Il est fascinant pour le lecteur qui suit à travers le temps le lent déploiement de l’œuvre d’un poète de déceler des traces posées dès le premier recueil et présentes par la suite, empreintes ou cailloux blancs qui marqueront la route de l’auteur et, à son insu peut-être, lui donneront la direction de son orient. Dans Citadelles et mers, (Collection Sud, 1978) au troisième poème de l’ouvrage, Dominique Sorrente écrivait: 

« Ici où tu aimes, dans le gel
qui brise tes doigts sur l’anneau,
les questions disparurent. »

Ici. Tel est le mot qui marque de son sceau la page, le début du voyage et les poèmes à venir. Un mot, telle une ancre minuscule ou une ligne jetée dans la mer pour une pêche miraculeuse. À la fois signe d’une fidélité à soi et à la quête poursuivie, la dimension d’Ici se retrouve comme une touche vive dans le titre de deux recueils : C’est bien ici la terre, (MLD, 2012) et celui que nous ouvrons aujourd’hui : Ici ne tient jamais en place. Ici est cet élément vital, turbulent et souple comme du vif-argent, compagnon du vent, éveilleur d’étonnement. Donner la parole à Ici, c’est acquiescer et toujours commencer, accueillir les dons éphémères du vivant, porter attention à un château de sable, déguster une liqueur d’euphorie, déchiffrer la loi inégalable des reflets. C’est respirer avec la marée et l’océan polyphonique, s’offrir un bain de vent d’ouest, emprunter un chemin de Compostelle version miniature.

Lignes de données
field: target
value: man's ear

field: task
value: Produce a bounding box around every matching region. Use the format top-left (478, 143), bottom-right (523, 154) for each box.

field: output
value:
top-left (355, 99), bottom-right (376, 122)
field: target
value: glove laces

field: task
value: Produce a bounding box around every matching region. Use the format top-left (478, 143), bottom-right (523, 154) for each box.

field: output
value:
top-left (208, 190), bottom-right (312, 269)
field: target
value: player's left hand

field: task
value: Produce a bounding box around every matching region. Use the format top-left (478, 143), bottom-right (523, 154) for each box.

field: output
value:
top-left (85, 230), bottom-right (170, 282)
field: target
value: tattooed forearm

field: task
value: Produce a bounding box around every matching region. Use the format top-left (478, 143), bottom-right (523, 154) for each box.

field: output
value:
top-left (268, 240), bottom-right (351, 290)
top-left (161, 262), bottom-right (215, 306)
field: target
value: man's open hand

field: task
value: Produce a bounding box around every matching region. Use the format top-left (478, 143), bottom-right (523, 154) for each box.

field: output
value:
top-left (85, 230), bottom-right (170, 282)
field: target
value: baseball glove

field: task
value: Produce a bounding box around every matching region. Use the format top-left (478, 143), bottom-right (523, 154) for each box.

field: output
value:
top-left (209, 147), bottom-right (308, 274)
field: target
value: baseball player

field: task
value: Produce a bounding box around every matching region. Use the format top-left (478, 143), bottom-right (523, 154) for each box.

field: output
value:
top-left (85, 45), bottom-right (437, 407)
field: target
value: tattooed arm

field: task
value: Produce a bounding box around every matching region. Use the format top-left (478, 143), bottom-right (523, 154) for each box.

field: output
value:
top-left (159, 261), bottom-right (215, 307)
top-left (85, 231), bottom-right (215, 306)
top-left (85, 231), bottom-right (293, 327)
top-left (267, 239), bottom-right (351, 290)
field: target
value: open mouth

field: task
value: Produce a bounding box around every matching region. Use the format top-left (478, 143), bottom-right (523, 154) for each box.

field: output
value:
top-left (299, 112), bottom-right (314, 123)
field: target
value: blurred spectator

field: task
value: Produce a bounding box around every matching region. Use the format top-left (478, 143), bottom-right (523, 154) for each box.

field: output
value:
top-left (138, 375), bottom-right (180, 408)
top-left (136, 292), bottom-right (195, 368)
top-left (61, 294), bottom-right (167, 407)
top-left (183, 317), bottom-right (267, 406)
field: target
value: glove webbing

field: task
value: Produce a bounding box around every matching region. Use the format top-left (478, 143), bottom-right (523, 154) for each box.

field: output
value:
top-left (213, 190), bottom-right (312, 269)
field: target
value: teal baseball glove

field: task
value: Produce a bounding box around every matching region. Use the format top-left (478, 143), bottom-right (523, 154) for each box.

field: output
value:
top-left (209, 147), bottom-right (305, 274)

Consigne écrite A
Relevez les titres de tous les recueils de Dominique Sorrente mentionnés dans le passage retenu.
Consigne écrite B
Les affirmations suivantes s’accordent-elles avec le passage retenu ? Répondez par oui ou par non et citez les mots du texte qui tranchent.
(i) Citadelles et mers a paru dans la Collection Sud en 1978.
(ii) Les vers cités proviennent du premier poème de Citadelles et mers.
(iii) C’est bien ici la terre a été publié chez MLD en 2012.
Consigne écrite C
Reprenez le passage retenu sur la poésie de Dominique Sorrente à partir de sa dernière phrase et poursuivez-le.

Réponse correcte A
- Citadelles et mers
- C’est bien ici la terre
- Ici ne tient jamais en place

Réponse correcte B
(i) Oui : « Dans Citadelles et mers, (Collection Sud, 1978) »
(ii) Non : « au troisième poème de l’ouvrage »
(iii) Oui : « C’est bien ici la terre, (MLD, 2012) »

Réponse correcte C
Un premier texte Sinon, les nuits de beau désastre ouvre le recueil, pour un bref éclairage des assauts de l’insomnie et de la lune propices à l’éclosion du poème. Avant de s’en remettre au vent, joueur et beau chorégraphe, à son passage « à travers le monde qui oscille ». Nous retrouvons le poète de la ferveur, ses appels à vivre grand, penser haut. Nous le retrouvons à l’œuvre sur ses terres vendéennes aimées, sur les sables en bordure d’océan et du large, maître dans l’art de capter le réel insaisissable et fécond, il nous associe à sa leçon


De tout se souvenir, juste fréquence.
Et jamais jusqu’à épuisement.


Et nous voudrions à sa suite tout goûter et embrasser, tant est foisonnant et communicatif son partage du monde sensible – échassiers, moules ou coquilles foulées par un fakir débutant, vagues inventives, parade défensive du chardon… – Nous le suivons, qui se lie furtivement à tel personnage, telle passante sur la plage, à un troubadour et ses instruments du XIIIe siècle, « dans le pur instant qui contient toute récompense », invités avec Héraclite dans cet espace où « tout coule » et chante « comme litanie de rivière »… où la poésie s’unit à la philosophie.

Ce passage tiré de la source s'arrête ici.